Task to complete - Count the lines in the rows below that contain the string "drawer", treating uppercase and lowercase as different. Give only the number.

Records for processing -
========================

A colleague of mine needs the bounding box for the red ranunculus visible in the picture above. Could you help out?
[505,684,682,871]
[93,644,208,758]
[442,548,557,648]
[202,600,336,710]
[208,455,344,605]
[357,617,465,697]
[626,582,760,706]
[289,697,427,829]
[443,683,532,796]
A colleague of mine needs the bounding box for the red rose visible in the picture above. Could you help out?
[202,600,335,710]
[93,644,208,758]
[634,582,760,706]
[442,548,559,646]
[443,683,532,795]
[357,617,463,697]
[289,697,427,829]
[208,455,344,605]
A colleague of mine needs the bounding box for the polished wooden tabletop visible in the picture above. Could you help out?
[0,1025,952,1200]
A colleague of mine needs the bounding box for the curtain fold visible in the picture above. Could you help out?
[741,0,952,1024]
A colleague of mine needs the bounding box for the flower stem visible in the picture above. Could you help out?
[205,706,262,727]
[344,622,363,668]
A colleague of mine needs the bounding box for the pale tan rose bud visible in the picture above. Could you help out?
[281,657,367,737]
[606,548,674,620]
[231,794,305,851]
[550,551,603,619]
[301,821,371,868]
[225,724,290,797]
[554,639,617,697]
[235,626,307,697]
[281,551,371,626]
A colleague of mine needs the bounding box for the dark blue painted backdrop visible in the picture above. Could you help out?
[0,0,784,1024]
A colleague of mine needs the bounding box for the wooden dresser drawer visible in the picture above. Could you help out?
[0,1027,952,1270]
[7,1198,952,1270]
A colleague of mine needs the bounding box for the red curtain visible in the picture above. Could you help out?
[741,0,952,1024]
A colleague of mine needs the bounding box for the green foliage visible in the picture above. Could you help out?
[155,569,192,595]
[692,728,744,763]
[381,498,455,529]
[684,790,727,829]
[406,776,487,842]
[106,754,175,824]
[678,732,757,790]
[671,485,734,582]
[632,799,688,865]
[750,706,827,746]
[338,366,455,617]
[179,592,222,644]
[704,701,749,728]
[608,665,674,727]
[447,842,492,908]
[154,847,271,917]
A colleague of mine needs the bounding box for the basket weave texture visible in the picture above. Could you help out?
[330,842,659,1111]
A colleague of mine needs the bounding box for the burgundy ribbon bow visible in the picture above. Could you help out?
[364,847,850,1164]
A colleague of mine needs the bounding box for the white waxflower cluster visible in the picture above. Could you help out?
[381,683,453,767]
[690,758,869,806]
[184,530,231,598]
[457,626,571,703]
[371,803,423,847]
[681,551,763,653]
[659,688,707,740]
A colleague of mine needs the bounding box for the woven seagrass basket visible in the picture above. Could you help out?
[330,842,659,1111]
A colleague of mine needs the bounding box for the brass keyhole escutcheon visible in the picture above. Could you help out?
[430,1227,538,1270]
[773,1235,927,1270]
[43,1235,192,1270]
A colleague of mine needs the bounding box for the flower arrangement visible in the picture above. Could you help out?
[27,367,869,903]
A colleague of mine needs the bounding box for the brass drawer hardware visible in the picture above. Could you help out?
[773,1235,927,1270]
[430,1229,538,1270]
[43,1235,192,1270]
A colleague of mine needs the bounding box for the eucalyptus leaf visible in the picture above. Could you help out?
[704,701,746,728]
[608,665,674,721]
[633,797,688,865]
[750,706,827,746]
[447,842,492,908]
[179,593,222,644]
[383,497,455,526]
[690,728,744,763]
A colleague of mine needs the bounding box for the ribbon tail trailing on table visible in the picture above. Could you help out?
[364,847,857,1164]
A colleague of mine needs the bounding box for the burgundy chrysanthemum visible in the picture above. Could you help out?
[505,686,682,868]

========================

Exercise answer - 2